• List of tasks:
a) Answer these questions from the article on Georges St-Pierre's win over Nick Diaz, marking your answers (i), (ii), (iii):
(i) How many people attended UFC 158 at the Bell Centre?
(ii) Whose record for most championship rounds did St-Pierre surpass, and what was that record?
(iii) How many takedowns did St-Pierre land against Diaz, out of how many attempts?
b) Reproduce the passage of the St-Pierre article that starts at "The latest victim" and ends at "at UFC 83).".

Source extract: Begin

GSP adds to legacy after beating Diaz
MONTREAL — The Georges St-Pierre legacy grows, with another battered body in the UFC welterweight champion’s wake.
The latest victim is Nick Diaz, whose bizarre pre-fight attempts to get into St-Pierre’s head were rewarded by a lopsided five-round beating at UFC 158 before 20,145 at the Bell Centre on Saturday night.
“He fought the perfect fight,” UFC president Dana White said of St-Pierre.
All three judges scored it 50-45 for the champion, awarding him all five rounds.
St-Pierre’s 11th straight win adds to his glittering UFC pedigree. The 31-year-old from Montreal has not lost in almost six years, since UFC 69 in April 2007 (a loss he avenged a year later when he won his 170-pound title back from Matt Serra at UFC 83).
St-Pierre (24-2) celebrated his eighth straight successful UFC title defence, second only to middleweight champion Anderson Silva’s 10. He also tied Silva with most championship fights wins (11)
The Canadian also moved into second place in most championship fights (13). And he now holds the UFC record for most championship rounds at 47, surpassing Randy (The Natural) Couture’s 44.
St-Pierre upped his UFC career record of takedowns to 84, landing nine of 16 against Diaz.
The 170-pound champion doesn’t deliver the highlight-reel finishes some MMA fans crave — seven of his title defences have gone to a decision, after all. But he dominates his opposition, taking them to places they don’t want to go.

Source extract: End
Exercise data: Begin

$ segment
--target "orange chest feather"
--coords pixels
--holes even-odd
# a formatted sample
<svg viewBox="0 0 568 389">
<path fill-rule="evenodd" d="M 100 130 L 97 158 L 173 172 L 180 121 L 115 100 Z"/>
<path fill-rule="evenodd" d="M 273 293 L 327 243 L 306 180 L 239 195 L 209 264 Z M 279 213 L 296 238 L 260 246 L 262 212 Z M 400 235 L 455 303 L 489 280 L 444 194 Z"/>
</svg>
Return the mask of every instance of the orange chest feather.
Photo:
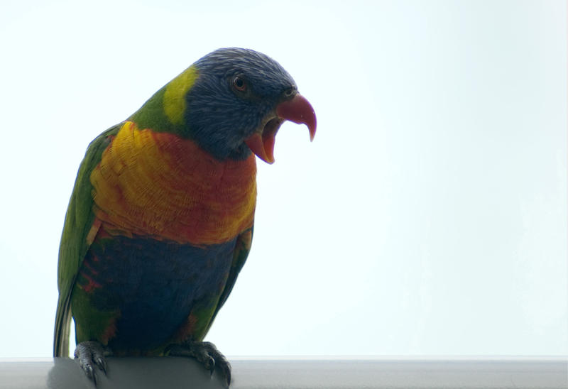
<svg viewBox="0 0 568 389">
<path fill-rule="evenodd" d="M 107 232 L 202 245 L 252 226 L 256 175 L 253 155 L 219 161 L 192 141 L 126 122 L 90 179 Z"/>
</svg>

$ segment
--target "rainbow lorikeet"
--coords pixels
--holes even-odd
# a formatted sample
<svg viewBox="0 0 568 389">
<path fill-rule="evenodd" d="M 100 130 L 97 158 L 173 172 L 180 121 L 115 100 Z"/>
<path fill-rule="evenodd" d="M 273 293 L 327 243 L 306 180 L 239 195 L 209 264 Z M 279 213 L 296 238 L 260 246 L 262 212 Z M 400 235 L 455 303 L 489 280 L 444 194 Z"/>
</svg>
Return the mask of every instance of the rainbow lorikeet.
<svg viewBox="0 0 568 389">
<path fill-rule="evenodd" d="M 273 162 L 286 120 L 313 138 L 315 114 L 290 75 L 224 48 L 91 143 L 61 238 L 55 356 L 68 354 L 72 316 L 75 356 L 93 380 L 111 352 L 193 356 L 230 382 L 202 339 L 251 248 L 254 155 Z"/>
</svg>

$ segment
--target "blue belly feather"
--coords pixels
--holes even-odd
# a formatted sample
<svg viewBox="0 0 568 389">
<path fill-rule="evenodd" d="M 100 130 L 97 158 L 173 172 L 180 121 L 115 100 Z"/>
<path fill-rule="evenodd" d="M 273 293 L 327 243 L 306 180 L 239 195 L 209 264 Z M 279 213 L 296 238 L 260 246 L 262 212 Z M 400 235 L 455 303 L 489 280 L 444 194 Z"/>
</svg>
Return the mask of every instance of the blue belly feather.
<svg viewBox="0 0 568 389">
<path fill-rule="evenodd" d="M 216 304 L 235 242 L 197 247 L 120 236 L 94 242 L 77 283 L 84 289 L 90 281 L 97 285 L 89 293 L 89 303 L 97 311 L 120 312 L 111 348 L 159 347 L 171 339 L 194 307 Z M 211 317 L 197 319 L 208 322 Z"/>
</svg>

Exercise data: End
Exercise data: Begin

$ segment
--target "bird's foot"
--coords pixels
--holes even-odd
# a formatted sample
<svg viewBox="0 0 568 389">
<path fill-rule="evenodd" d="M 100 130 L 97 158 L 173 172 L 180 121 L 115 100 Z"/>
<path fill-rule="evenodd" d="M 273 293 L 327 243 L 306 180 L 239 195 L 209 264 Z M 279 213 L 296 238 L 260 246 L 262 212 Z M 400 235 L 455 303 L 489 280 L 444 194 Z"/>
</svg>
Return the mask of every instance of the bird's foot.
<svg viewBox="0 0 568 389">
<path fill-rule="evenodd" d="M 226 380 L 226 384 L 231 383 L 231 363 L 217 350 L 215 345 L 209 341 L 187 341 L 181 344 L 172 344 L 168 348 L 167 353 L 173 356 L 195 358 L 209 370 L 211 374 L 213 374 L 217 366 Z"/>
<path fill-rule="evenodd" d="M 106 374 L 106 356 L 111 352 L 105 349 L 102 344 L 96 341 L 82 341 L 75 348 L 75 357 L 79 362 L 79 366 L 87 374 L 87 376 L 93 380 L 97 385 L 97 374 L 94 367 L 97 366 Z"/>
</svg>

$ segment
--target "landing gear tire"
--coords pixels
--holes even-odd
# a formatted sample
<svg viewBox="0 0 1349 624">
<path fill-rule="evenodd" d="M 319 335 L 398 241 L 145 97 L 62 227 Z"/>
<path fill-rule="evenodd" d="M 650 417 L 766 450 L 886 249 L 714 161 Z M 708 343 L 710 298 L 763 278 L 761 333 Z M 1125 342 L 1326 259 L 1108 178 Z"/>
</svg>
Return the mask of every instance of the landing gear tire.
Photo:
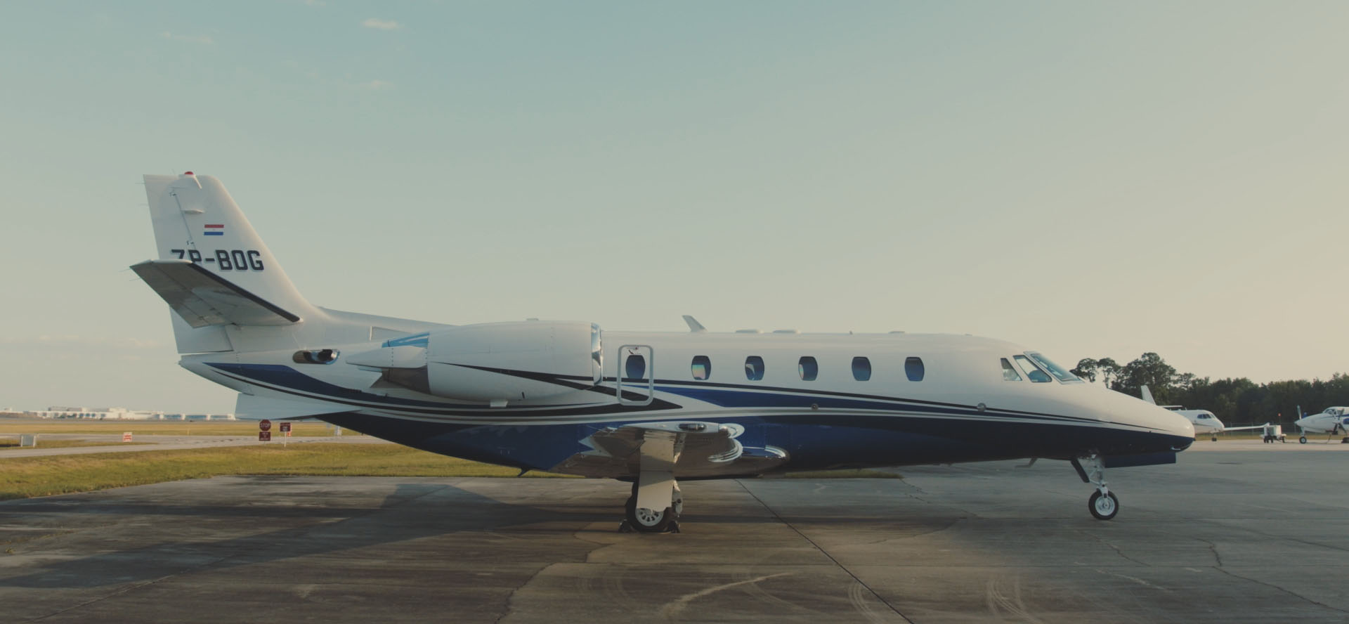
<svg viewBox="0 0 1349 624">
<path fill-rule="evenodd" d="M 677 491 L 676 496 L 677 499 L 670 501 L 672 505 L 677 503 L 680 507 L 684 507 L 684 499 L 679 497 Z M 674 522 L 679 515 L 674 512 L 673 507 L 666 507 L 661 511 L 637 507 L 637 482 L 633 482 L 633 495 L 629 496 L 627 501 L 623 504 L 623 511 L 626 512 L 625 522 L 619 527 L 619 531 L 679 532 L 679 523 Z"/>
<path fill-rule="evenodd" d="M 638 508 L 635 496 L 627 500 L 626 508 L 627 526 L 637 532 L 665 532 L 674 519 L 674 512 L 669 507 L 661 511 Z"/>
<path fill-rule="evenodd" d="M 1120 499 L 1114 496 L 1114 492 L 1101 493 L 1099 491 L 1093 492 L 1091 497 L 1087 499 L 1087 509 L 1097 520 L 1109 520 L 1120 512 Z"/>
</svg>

Exercise data: End
Exercise data: Begin

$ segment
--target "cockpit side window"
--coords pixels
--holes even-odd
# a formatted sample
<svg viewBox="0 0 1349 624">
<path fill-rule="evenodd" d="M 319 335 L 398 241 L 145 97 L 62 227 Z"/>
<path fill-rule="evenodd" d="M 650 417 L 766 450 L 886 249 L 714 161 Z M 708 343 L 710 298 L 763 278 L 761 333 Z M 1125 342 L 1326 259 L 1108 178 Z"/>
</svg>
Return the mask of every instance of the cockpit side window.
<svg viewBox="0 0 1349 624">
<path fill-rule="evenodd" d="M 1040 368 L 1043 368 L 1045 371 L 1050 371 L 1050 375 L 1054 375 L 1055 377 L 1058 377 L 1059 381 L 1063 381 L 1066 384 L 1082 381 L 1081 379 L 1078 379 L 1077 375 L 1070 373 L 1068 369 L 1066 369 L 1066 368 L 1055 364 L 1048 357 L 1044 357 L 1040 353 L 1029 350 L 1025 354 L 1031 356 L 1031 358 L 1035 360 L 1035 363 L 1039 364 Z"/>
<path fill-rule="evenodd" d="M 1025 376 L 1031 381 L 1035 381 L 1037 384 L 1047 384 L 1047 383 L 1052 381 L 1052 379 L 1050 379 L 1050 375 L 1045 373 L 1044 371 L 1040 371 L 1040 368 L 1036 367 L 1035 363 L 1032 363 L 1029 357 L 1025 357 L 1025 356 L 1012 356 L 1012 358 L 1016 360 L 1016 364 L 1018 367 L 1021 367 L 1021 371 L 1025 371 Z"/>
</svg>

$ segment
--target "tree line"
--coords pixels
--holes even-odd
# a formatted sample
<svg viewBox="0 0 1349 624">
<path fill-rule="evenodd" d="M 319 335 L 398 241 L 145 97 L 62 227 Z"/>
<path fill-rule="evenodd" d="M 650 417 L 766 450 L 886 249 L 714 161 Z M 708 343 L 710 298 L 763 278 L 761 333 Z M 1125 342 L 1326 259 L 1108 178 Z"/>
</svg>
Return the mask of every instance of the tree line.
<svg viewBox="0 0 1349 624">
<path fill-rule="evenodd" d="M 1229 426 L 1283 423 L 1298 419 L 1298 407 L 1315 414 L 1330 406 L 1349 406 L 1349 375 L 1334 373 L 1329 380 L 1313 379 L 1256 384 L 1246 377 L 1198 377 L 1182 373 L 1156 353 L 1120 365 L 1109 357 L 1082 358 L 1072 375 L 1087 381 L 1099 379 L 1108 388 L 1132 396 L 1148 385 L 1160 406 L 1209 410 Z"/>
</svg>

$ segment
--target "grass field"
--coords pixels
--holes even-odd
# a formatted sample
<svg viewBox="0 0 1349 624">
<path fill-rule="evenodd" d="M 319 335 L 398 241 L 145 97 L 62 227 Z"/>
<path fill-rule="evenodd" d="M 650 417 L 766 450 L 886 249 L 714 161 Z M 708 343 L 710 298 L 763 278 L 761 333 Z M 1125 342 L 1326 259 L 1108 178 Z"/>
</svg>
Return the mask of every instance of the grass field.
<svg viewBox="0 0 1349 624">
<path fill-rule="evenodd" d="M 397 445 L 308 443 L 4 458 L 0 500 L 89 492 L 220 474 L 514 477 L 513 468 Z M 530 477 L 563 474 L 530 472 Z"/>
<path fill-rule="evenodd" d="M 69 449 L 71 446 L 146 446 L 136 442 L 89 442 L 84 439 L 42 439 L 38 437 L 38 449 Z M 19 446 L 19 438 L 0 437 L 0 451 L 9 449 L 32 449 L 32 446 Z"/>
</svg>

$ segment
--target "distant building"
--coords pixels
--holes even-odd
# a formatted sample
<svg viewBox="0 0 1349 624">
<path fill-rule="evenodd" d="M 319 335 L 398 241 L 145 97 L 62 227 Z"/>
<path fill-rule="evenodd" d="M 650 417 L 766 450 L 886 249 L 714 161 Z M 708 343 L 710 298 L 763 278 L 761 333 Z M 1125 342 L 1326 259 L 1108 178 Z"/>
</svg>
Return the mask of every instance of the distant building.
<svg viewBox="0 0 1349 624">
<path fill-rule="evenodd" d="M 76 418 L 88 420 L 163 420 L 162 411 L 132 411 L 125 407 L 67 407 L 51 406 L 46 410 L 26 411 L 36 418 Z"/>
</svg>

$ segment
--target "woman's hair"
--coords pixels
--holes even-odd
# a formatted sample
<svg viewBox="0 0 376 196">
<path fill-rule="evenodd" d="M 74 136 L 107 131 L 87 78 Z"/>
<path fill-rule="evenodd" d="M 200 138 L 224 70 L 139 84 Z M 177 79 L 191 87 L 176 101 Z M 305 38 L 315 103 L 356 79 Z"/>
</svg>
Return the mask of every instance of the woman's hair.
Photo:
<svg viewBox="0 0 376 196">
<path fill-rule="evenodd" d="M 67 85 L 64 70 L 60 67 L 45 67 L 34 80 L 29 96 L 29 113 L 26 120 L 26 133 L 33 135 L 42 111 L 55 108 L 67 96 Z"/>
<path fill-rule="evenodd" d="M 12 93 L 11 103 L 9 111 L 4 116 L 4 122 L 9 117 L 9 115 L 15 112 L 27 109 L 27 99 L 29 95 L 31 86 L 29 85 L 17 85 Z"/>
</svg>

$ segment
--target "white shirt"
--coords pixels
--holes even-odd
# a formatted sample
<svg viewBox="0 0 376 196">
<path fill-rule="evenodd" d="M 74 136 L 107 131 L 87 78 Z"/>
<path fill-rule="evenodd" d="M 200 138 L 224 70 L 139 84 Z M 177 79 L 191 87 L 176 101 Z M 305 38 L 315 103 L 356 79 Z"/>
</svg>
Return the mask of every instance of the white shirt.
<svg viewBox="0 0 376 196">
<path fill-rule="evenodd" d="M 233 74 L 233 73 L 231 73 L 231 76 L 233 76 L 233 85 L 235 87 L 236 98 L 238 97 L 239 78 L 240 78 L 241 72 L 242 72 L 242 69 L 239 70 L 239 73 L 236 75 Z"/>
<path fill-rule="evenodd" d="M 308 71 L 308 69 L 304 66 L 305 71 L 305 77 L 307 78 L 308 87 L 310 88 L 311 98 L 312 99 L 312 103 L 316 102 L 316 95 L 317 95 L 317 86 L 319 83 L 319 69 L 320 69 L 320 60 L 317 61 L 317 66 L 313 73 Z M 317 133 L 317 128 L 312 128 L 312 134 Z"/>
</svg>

Exercise data: End

• Outputs by task:
a)
(i) 20,145
(ii) Randy (The Natural) Couture's, at 44 rounds
(iii) Nine of 16

b)
The latest victim is Nick Diaz, whose bizarre pre-fight attempts to get into St-Pierre’s head were rewarded by a lopsided five-round beating at UFC 158 before 20,145 at the Bell Centre on Saturday night.
“He fought the perfect fight,” UFC president Dana White said of St-Pierre.
All three judges scored it 50-45 for the champion, awarding him all five rounds.
St-Pierre’s 11th straight win adds to his glittering UFC pedigree. The 31-year-old from Montreal has not lost in almost six years, since UFC 69 in April 2007 (a loss he avenged a year later when he won his 170-pound title back from Matt Serra at UFC 83).